— start Records for the task —
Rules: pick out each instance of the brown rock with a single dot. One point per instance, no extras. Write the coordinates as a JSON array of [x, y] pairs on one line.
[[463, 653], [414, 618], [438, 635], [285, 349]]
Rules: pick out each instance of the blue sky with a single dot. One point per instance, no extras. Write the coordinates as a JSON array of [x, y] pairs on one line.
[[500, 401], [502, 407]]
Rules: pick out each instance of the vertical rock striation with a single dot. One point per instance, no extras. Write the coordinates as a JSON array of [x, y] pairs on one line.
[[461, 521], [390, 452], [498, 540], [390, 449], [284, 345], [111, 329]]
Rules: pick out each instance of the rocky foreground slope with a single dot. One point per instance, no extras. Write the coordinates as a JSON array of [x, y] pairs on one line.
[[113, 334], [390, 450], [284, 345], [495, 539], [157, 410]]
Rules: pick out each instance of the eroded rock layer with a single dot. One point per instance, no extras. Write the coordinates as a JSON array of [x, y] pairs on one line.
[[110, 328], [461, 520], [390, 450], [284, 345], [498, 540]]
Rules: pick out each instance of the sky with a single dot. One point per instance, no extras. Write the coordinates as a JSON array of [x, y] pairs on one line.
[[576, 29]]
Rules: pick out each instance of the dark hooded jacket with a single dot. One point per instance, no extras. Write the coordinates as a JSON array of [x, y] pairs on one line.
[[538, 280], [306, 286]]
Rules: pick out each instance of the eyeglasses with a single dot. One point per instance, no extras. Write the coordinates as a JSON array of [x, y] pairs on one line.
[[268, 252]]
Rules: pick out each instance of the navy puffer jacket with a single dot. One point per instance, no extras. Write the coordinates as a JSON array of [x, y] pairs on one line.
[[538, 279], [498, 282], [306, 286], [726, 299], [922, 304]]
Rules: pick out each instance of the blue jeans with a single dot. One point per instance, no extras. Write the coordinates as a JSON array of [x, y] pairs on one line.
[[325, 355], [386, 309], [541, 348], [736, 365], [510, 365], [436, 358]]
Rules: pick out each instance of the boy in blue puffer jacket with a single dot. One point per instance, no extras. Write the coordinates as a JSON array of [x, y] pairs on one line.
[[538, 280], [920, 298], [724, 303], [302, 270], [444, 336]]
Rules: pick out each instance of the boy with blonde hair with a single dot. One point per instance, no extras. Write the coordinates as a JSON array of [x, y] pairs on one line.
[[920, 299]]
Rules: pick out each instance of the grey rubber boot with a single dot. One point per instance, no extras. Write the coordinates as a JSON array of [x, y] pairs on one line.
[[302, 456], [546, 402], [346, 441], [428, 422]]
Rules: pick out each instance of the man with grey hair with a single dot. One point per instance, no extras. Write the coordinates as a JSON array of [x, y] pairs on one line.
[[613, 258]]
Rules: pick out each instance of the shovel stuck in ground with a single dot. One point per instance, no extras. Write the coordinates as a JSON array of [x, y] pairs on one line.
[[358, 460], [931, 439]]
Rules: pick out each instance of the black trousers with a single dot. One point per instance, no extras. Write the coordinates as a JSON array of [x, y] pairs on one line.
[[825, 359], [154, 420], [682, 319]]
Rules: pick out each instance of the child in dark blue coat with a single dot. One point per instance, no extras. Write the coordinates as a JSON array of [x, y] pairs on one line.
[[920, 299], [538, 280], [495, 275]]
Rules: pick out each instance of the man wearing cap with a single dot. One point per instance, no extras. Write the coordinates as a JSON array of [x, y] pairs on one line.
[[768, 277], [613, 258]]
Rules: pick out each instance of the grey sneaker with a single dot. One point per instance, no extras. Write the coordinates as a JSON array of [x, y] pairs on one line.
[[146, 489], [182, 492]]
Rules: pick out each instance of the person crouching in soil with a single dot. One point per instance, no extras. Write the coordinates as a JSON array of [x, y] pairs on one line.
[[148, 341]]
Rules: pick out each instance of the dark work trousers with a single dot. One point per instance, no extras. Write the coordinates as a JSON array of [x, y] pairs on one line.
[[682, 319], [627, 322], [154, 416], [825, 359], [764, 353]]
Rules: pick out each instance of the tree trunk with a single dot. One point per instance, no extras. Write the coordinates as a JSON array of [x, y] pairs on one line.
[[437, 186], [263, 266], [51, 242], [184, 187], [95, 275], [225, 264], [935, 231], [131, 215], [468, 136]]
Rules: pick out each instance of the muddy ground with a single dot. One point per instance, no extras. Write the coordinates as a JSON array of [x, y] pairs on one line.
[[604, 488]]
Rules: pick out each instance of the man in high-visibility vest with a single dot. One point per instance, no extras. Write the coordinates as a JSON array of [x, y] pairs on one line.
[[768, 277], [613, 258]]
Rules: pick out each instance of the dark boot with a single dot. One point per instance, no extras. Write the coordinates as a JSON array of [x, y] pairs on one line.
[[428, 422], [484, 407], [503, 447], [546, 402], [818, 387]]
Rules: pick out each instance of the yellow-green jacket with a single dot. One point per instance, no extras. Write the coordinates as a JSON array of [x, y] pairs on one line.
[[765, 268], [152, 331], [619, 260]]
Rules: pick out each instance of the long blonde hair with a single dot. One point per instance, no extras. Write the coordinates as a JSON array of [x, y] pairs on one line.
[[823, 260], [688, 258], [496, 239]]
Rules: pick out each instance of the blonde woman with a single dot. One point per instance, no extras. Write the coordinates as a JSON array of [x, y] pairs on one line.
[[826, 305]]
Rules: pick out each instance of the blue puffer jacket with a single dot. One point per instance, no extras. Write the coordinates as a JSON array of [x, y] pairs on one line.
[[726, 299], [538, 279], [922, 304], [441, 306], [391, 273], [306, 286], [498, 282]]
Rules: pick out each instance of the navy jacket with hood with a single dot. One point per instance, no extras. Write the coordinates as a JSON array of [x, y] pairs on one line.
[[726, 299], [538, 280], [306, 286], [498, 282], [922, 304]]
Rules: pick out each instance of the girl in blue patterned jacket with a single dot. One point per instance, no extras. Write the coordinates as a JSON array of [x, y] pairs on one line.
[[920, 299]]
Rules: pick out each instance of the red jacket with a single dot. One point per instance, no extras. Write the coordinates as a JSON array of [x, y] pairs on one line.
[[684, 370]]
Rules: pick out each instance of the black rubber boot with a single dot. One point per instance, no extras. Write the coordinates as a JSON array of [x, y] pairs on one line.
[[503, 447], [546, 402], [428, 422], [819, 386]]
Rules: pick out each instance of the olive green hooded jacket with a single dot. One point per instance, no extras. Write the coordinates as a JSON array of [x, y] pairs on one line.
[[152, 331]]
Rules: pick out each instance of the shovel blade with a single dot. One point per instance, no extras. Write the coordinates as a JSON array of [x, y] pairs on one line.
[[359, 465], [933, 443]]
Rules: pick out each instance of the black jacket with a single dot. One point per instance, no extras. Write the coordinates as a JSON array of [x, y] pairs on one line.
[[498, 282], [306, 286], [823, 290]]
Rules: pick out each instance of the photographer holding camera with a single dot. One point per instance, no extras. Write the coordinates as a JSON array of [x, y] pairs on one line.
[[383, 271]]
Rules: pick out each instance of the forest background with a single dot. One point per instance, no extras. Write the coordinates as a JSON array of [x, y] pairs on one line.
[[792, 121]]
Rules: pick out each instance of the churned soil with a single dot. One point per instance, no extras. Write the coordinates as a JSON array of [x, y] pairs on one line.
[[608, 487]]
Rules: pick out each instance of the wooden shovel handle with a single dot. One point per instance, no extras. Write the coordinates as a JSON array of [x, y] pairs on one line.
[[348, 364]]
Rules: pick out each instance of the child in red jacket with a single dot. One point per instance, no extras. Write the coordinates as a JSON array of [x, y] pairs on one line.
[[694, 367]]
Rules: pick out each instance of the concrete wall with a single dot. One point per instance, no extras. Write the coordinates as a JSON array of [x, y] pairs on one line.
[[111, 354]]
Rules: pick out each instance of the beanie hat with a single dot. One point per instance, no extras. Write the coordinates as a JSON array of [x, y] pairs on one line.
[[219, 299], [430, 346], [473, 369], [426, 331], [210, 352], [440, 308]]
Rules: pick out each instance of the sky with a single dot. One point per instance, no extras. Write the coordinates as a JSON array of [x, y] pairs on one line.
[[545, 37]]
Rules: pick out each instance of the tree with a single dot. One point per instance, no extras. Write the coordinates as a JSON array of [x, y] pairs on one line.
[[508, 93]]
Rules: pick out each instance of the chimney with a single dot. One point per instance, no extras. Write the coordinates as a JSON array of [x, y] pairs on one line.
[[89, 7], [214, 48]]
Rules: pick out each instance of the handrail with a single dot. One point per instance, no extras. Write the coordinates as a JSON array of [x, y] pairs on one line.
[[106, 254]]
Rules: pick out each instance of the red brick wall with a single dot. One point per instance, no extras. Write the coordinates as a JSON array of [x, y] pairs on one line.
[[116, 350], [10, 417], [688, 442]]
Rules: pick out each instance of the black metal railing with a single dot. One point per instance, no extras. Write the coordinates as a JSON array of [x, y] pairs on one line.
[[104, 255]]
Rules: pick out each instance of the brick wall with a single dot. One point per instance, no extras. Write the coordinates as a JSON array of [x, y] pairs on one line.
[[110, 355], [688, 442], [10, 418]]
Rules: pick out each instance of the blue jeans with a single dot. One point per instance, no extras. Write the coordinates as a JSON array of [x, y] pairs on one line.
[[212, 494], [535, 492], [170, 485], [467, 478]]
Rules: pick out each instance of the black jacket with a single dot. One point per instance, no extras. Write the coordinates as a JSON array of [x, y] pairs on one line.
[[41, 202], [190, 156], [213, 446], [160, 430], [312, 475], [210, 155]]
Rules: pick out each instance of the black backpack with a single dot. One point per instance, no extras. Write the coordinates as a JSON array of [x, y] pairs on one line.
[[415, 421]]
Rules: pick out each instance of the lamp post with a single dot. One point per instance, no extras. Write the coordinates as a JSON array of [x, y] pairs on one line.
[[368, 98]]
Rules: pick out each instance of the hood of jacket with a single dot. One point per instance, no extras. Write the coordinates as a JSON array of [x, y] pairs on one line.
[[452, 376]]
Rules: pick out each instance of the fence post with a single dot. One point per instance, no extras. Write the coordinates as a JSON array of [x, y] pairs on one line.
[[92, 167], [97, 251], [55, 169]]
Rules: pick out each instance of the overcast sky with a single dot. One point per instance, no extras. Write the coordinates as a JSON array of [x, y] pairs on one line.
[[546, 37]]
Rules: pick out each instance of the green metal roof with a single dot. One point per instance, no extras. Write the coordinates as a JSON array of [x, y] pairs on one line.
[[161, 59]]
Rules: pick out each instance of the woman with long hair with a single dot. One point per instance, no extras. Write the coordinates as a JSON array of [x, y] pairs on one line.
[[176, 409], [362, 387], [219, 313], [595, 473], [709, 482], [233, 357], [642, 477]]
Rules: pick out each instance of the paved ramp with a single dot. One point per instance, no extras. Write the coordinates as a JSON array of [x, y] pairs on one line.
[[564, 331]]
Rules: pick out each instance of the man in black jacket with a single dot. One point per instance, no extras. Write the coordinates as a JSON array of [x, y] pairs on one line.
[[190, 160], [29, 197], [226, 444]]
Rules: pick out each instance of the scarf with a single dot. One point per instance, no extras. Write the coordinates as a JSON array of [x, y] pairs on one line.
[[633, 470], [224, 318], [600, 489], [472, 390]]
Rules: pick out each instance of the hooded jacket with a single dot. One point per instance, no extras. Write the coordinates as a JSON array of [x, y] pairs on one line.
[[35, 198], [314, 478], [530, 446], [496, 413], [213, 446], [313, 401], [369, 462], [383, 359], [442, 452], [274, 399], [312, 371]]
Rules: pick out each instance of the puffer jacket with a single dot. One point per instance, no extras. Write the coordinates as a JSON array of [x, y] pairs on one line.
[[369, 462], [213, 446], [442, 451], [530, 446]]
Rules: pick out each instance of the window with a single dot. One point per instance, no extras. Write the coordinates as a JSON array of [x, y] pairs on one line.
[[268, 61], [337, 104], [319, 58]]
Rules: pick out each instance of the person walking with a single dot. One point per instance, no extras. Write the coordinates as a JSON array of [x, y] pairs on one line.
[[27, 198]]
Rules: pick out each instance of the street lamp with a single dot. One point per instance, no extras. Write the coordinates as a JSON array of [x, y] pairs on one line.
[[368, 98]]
— end Records for the task —
- _Task_: Rewrite the material from the line with "Rules: pick out each instance of the tree trunk" up to and including the line with "215], [468, 136]]", putting "fallen log" in place of "tree trunk" and leaving everything else unchanged.

- _Answer to the exercise_:
Rules: pick out each instance of the fallen log with a single dot. One point per instance, no extras. Write the coordinates as a JSON array of [x, y] pairs on one line.
[[437, 186], [263, 266], [51, 242], [184, 187], [95, 275], [225, 264], [935, 231], [131, 215], [468, 136]]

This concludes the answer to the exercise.